The task:
Switch "single dot" to "single marker" in the entries from the line with "Mark every instance of the mound" up to and including the last line of the entries, leaving everything else unchanged. Give only those lines.

>> Begin

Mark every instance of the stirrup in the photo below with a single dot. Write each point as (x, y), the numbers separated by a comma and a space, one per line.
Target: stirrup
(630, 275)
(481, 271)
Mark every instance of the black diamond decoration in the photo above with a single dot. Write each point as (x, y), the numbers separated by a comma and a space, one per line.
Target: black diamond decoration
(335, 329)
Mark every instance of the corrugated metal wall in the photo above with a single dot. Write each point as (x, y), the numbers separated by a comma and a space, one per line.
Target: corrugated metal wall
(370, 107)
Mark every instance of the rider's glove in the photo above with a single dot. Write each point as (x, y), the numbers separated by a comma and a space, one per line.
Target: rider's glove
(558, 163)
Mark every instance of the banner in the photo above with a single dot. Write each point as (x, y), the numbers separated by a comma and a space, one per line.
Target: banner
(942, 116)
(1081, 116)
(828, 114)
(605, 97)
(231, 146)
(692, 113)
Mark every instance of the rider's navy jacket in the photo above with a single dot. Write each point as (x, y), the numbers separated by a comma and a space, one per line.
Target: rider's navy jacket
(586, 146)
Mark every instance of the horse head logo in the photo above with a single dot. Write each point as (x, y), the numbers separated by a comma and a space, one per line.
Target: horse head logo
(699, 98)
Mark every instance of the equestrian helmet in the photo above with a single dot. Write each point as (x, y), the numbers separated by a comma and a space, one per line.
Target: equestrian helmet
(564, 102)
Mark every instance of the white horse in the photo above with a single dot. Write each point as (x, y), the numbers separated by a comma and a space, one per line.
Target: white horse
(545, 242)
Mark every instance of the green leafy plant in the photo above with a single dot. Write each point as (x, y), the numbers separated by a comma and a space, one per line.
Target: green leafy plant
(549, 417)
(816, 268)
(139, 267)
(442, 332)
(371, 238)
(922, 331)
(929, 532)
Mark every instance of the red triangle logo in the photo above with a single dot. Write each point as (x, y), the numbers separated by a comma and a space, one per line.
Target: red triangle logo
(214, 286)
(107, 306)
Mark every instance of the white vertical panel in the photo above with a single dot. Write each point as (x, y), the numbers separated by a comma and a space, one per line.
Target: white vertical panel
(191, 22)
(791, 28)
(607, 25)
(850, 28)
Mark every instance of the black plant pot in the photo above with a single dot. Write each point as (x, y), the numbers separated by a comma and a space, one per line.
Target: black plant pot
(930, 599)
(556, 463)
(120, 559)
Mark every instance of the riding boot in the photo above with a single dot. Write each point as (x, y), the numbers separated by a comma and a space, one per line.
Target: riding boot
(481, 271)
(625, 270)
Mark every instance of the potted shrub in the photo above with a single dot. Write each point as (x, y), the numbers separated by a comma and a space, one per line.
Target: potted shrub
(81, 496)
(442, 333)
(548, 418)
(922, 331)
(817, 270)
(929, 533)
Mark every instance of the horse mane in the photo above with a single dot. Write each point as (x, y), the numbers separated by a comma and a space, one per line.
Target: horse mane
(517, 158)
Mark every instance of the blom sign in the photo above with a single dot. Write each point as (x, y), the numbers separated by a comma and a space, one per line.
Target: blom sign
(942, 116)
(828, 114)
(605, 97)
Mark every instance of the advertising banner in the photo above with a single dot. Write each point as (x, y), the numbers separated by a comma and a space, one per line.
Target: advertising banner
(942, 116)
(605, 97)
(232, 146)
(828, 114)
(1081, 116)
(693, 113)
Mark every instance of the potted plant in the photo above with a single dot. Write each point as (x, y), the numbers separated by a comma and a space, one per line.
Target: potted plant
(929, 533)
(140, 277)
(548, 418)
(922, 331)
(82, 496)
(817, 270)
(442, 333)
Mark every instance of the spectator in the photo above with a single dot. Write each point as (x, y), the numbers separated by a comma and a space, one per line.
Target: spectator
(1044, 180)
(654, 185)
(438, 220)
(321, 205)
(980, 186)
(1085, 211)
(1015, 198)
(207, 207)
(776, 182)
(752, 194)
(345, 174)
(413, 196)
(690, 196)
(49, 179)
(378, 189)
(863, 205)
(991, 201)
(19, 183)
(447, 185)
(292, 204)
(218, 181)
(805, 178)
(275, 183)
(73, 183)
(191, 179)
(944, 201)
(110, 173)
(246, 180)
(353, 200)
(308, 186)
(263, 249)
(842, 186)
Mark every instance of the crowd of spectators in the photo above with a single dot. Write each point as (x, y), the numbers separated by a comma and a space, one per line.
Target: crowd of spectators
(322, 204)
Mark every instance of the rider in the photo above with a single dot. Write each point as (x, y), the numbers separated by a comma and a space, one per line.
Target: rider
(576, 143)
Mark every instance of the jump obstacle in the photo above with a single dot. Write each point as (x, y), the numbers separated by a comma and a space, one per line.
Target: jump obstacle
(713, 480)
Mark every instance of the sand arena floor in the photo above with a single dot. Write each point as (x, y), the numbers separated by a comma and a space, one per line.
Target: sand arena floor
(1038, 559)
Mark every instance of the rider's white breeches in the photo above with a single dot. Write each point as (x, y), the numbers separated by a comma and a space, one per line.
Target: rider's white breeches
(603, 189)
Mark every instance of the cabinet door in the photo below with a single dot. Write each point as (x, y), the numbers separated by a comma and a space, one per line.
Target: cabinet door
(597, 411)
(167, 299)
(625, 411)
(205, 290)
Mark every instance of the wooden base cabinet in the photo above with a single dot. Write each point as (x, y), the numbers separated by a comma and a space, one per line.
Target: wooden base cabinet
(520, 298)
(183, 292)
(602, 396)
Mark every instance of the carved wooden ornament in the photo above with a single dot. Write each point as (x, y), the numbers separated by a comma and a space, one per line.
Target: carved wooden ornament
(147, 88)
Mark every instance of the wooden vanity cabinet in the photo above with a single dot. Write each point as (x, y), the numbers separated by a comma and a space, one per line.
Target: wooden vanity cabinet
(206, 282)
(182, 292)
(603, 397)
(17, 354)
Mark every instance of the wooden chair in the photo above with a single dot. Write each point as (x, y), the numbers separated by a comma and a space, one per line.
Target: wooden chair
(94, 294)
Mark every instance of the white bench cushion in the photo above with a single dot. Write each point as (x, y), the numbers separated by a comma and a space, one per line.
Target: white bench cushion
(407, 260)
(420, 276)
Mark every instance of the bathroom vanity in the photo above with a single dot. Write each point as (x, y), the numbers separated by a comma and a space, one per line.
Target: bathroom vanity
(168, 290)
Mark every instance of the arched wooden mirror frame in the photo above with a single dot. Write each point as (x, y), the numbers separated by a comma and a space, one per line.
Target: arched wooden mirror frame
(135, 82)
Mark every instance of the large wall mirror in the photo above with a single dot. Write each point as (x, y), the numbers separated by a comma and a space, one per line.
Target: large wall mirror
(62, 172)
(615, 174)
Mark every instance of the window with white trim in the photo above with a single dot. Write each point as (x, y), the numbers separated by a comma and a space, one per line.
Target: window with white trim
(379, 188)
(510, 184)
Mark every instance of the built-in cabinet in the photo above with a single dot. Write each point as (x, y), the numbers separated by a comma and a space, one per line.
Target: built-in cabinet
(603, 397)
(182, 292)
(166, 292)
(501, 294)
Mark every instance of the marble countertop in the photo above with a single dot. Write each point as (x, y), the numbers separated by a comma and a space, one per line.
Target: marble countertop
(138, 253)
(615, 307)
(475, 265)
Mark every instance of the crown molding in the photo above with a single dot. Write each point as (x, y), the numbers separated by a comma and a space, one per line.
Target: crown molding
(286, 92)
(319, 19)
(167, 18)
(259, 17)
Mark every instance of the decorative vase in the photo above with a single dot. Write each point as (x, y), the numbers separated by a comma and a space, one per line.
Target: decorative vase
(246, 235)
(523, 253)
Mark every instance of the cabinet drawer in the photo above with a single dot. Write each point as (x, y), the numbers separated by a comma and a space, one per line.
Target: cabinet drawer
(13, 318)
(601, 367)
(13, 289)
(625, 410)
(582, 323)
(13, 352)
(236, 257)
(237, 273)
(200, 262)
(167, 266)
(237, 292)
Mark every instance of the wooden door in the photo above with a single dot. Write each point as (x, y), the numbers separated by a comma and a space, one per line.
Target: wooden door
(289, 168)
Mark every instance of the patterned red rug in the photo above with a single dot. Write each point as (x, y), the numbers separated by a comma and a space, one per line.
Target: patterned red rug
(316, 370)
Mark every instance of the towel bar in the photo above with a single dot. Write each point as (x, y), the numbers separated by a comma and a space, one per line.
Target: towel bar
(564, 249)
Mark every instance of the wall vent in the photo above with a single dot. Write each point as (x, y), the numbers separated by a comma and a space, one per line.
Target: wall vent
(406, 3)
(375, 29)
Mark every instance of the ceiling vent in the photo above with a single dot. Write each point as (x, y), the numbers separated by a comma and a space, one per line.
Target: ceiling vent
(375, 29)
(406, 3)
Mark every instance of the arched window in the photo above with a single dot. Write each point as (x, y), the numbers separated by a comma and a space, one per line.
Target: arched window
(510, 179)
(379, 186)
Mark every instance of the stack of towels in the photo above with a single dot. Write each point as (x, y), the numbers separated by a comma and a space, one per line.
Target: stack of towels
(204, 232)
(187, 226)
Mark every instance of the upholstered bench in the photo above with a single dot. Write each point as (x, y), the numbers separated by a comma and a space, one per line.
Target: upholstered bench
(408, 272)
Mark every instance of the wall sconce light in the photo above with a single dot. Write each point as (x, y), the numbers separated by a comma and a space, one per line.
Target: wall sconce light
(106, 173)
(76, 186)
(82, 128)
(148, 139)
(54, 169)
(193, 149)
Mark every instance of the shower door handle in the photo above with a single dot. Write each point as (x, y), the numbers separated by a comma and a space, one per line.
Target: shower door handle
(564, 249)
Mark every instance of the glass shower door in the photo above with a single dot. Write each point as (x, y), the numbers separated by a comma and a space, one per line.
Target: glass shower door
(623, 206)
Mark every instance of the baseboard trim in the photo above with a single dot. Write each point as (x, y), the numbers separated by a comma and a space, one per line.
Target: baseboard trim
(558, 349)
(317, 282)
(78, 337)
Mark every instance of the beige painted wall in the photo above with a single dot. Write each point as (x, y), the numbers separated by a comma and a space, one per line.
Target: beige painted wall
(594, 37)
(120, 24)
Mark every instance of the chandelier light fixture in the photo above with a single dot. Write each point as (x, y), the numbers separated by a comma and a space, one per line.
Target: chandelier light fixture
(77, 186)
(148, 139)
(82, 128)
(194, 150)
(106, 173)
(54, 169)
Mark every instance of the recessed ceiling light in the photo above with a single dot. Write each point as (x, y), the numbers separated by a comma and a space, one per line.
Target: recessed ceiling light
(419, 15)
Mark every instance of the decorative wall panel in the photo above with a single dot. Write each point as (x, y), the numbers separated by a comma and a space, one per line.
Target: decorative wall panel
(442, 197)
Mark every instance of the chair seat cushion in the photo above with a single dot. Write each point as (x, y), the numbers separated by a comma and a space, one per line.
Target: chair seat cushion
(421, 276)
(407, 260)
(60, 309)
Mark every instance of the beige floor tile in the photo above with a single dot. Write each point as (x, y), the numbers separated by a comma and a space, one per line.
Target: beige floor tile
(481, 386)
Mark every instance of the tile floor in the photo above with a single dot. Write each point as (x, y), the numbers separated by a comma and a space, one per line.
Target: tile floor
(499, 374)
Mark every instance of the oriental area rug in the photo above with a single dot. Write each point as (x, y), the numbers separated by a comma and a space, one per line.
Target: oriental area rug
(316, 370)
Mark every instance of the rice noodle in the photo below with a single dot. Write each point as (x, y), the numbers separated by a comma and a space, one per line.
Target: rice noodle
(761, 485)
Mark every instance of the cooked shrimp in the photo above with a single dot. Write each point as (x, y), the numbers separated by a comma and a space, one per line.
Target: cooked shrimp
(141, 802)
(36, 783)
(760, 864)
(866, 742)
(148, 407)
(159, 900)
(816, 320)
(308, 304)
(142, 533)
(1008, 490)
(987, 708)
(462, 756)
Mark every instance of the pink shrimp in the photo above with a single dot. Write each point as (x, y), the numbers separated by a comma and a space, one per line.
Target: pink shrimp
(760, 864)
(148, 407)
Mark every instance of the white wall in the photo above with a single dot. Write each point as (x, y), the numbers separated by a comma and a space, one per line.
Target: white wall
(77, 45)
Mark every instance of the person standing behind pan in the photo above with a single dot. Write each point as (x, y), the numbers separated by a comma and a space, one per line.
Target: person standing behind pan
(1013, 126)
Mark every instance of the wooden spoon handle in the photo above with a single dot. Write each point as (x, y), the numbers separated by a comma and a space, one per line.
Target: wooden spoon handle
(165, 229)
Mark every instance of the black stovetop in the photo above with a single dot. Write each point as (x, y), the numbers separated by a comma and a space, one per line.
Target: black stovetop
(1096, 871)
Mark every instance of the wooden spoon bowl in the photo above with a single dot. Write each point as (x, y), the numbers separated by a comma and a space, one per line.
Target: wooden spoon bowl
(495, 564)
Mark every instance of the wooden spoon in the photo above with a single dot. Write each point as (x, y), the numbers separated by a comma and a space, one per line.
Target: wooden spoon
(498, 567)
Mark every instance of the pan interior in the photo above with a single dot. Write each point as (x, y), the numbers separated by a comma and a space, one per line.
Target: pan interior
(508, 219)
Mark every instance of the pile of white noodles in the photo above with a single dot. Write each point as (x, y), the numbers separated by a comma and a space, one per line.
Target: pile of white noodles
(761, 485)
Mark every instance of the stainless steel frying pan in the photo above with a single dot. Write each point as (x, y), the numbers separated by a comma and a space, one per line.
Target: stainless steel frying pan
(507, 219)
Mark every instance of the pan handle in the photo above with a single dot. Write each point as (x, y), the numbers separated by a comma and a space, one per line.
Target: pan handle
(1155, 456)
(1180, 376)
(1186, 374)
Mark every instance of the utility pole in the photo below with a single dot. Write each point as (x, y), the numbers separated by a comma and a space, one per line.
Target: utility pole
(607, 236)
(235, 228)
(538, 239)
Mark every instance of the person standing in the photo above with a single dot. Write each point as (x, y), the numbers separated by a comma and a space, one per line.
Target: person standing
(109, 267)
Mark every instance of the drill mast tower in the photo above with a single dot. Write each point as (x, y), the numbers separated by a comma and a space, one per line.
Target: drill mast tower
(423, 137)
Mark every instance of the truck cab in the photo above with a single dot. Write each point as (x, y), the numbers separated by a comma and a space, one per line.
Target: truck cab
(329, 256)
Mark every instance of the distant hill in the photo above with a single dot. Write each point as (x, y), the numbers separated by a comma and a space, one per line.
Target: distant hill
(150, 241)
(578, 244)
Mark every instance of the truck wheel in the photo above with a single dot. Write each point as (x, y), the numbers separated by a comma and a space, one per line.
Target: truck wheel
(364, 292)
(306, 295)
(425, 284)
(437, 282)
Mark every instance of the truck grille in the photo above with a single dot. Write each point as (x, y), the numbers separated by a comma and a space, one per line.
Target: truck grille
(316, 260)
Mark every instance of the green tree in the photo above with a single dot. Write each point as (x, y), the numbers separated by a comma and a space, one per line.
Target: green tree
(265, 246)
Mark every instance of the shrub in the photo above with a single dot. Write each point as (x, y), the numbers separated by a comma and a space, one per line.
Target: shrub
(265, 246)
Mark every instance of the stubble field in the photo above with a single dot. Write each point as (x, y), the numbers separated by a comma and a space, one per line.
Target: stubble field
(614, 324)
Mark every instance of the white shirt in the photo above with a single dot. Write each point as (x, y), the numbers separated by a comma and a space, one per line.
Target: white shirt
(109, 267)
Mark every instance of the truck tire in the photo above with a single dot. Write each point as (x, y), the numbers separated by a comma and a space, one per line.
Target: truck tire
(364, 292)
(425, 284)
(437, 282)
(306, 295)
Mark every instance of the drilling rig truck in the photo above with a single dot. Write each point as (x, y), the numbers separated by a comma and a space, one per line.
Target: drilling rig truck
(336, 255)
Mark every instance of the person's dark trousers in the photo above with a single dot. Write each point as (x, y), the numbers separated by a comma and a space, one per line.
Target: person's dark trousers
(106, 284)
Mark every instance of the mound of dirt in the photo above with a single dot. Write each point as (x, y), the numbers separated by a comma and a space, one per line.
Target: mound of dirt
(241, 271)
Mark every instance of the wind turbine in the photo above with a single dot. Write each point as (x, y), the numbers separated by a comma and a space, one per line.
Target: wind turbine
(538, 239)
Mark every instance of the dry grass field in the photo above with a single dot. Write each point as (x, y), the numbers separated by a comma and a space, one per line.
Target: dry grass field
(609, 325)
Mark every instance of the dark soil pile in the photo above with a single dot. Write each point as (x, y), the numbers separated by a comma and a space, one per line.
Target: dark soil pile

>> End

Finished answer:
Mark every instance of the mound of dirt in the photo above with a single marker. Write each point as (x, y), the numbers separated by a comma and a space, one per line.
Target: mound of dirt
(241, 271)
Mark every instance of the wind turbine in the photo above with a single marker. Write each point as (x, y), the numbers separated by a comma and a space, one per line.
Target: wind turbine
(538, 239)
Mark every instance of the dry grass field in the photo above with a single marker. Write each point as (x, y), the numbers separated by a comma and a space, one per line.
Target: dry grass field
(609, 325)
Mark every instance of the dark soil pile in the photo above with a single marker. Write each point as (x, y), the numbers separated by a comma and a space, one per line.
Target: dark soil pile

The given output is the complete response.